● Aim:
Everything from the line containing "Where can you see the potted" to the last line of the records must be returned verbatim; nothing else belongs in the output.

(Records contained in a dataset)
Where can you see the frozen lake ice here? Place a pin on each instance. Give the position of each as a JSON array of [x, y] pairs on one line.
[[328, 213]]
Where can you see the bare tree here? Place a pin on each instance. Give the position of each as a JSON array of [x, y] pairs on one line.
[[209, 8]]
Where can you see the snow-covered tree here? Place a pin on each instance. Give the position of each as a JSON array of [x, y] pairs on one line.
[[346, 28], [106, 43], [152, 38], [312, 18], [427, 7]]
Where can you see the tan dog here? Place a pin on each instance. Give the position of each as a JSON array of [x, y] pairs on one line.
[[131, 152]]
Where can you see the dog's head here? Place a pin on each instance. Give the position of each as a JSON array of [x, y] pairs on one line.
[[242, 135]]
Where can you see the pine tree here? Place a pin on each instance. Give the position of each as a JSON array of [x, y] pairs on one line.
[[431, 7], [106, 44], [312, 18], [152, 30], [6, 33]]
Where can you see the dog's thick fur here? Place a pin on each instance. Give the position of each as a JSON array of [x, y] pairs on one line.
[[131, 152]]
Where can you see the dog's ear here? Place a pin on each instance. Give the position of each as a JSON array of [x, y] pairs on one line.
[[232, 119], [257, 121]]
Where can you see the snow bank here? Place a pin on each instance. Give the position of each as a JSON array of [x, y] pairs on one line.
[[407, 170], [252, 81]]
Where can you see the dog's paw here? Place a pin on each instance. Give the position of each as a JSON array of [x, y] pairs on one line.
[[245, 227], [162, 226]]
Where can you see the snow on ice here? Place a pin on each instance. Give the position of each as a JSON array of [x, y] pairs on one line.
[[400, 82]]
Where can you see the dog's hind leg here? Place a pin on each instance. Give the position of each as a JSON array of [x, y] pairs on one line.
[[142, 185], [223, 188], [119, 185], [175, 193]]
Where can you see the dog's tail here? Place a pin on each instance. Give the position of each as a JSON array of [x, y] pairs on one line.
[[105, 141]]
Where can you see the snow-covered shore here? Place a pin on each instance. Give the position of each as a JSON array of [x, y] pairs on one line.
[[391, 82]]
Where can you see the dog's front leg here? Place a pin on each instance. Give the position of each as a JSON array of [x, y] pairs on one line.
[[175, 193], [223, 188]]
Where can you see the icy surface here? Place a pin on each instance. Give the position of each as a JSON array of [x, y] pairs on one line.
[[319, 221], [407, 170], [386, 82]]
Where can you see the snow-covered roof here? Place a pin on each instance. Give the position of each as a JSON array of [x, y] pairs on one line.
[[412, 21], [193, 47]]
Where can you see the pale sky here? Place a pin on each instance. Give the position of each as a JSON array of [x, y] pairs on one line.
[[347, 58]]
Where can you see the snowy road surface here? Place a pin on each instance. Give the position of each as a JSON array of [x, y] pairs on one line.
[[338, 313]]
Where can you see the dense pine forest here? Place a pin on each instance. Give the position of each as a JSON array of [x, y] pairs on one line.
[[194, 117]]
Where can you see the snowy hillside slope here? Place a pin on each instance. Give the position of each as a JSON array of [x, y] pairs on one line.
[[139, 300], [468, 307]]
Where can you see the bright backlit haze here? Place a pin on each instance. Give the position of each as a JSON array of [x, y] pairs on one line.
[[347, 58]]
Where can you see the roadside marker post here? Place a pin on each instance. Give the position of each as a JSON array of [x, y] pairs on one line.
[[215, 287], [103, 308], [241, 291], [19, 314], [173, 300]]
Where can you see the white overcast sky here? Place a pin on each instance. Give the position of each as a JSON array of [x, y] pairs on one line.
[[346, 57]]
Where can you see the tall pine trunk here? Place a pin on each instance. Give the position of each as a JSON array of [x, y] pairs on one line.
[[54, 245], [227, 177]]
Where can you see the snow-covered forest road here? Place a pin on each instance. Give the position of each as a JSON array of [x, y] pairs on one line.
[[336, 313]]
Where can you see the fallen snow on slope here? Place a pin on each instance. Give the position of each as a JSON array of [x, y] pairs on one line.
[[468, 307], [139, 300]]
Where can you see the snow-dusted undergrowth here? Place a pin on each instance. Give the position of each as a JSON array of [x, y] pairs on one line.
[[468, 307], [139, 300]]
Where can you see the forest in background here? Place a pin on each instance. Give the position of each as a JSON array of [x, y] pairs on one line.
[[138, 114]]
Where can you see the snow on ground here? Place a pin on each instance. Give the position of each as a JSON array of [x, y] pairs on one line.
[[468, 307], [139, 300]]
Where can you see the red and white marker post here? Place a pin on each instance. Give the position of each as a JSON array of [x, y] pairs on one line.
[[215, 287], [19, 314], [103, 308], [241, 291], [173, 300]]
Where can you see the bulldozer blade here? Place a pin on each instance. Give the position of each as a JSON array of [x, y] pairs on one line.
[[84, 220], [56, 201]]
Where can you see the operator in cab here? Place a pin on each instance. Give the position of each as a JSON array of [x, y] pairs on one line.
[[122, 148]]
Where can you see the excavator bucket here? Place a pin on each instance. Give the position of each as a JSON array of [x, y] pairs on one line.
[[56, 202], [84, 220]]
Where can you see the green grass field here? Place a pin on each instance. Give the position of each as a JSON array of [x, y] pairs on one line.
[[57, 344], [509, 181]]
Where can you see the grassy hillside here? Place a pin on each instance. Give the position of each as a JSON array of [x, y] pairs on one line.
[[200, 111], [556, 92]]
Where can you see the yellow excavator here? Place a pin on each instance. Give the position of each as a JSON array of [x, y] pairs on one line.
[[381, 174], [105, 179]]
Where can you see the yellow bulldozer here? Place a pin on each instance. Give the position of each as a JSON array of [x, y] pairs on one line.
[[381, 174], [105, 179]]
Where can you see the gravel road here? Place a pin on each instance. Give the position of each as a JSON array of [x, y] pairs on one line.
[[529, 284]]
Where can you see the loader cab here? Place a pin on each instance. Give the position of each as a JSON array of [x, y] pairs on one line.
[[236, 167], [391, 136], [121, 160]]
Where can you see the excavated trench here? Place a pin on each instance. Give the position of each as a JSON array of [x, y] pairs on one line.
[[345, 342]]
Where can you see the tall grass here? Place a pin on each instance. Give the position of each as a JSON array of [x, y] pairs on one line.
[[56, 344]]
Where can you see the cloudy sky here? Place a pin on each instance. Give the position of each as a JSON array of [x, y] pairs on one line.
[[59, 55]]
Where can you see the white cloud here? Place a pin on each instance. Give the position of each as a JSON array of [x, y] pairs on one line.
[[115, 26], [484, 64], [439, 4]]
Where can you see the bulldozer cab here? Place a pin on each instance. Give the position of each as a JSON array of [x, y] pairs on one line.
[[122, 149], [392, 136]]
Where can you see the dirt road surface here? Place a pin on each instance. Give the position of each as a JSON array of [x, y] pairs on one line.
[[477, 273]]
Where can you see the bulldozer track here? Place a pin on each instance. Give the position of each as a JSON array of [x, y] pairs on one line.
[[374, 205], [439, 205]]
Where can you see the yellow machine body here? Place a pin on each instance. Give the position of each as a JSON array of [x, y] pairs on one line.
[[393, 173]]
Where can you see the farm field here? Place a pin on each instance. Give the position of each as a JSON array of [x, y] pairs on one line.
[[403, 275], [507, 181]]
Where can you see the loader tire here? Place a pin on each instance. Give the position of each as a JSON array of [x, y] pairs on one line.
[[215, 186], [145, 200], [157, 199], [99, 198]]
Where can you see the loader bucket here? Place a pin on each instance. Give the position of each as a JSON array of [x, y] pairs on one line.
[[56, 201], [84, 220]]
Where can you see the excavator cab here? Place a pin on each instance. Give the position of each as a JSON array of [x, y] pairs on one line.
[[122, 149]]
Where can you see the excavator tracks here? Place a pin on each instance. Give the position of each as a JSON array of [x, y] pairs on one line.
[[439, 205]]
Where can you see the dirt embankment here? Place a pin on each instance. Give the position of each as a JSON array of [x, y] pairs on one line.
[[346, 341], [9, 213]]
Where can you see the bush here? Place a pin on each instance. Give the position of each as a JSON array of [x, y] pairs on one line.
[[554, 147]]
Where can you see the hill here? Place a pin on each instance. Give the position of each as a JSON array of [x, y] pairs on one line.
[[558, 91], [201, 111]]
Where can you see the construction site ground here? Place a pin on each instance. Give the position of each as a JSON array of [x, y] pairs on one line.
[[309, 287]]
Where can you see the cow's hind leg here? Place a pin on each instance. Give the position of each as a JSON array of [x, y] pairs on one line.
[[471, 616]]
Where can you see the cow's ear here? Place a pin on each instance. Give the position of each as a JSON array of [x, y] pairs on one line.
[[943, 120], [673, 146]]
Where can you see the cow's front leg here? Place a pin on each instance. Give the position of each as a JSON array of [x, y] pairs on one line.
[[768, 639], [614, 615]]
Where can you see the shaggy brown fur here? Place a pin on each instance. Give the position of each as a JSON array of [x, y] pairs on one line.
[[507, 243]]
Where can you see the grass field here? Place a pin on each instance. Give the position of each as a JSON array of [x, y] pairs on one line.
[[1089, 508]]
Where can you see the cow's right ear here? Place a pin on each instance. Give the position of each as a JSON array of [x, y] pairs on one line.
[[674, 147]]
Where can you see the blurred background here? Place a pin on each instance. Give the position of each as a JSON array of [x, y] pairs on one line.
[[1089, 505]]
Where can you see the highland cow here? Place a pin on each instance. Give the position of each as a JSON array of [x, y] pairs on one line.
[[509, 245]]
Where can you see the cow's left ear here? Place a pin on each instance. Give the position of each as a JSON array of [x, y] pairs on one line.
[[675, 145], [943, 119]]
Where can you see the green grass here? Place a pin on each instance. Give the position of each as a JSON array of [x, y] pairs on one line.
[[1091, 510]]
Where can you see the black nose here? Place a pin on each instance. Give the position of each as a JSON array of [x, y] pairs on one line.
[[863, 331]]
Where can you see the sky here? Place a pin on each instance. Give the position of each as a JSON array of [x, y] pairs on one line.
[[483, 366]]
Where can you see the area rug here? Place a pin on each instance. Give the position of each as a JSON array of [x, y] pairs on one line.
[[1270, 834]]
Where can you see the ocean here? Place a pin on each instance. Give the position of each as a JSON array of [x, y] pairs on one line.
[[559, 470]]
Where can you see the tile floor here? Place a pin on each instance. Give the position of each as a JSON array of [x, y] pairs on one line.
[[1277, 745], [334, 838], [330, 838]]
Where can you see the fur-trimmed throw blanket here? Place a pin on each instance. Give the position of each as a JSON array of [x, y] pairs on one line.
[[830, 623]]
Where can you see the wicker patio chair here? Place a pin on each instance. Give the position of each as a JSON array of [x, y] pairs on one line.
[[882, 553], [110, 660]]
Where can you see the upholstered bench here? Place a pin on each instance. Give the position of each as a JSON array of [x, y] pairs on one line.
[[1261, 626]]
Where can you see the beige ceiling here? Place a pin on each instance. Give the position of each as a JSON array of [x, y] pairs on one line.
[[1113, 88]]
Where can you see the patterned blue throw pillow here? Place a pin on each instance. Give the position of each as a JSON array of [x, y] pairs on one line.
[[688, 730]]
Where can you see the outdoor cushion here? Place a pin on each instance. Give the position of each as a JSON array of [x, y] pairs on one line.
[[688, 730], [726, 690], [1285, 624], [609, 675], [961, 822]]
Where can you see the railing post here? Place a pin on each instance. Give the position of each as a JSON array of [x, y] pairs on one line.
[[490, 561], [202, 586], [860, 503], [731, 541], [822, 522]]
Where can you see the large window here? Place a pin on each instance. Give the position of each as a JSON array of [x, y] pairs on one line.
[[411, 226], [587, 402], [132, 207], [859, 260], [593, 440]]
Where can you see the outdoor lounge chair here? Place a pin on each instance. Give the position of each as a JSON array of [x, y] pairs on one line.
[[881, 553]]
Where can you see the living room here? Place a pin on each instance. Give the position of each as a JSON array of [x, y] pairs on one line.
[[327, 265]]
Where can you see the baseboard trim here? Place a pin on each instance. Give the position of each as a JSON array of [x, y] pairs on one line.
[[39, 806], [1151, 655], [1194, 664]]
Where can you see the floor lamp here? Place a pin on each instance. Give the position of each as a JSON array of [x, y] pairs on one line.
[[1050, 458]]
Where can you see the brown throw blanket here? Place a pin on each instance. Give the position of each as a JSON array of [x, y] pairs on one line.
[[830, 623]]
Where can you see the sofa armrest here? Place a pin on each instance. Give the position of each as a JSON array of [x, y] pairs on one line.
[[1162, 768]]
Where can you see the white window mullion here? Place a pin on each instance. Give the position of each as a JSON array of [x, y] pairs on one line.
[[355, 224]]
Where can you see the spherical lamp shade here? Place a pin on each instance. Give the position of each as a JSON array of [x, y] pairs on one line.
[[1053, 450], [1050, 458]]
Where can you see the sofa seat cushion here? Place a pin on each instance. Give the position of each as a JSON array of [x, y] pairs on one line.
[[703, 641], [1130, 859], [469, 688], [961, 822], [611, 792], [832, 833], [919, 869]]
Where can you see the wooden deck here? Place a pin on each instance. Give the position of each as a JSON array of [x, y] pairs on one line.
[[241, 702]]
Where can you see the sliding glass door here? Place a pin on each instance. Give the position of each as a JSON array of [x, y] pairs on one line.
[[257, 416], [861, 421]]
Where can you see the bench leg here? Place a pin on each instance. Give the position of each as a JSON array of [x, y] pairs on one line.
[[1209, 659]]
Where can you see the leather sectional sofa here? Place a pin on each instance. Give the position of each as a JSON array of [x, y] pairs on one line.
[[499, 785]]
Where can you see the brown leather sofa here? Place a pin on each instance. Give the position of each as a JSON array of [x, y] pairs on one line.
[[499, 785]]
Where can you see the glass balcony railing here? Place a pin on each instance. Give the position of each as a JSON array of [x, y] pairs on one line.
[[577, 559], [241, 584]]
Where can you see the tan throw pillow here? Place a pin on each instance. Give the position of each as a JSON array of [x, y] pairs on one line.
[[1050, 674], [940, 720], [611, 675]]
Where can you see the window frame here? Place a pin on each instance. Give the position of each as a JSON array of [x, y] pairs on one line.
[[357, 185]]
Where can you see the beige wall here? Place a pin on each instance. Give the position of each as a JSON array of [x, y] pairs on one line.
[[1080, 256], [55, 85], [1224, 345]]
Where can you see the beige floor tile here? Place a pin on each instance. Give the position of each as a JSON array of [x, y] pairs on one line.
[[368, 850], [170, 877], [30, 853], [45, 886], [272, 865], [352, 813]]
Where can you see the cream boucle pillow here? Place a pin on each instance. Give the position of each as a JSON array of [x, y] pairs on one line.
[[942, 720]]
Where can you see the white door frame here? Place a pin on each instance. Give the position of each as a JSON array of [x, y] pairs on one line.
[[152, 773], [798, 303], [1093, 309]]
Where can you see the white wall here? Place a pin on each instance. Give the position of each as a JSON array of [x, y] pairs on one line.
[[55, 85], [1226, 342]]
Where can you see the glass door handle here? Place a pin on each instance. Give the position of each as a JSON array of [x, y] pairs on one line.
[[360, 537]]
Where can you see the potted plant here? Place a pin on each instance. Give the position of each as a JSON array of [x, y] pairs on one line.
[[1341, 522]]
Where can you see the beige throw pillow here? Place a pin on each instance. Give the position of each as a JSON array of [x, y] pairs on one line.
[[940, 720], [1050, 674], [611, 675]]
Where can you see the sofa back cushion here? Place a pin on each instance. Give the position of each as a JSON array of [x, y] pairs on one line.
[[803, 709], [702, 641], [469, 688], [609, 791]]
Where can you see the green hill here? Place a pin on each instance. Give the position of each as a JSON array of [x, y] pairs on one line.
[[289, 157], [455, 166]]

● Written response:
Where can you see the potted plant here? Place a pin on each instance. Give the position of each as a JSON array of [x, y] pairs on one line.
[[1341, 522]]
Where can you see the beige throw pillow here? Place a pin on each instance. Give the position of each as a JSON array of [x, y] pairs on one line.
[[940, 720], [1050, 674], [611, 675]]
Where can you see the sofa back cushion here? Place a pin on each instance. Give the position of each as a JSON array of [x, y] pairs on one line.
[[803, 709], [702, 641], [469, 688], [609, 791]]
Where can you see the green hill here? Place a pin on each instance. Give the position of each as a JSON array of [x, y] pairs on one line.
[[289, 157], [455, 166]]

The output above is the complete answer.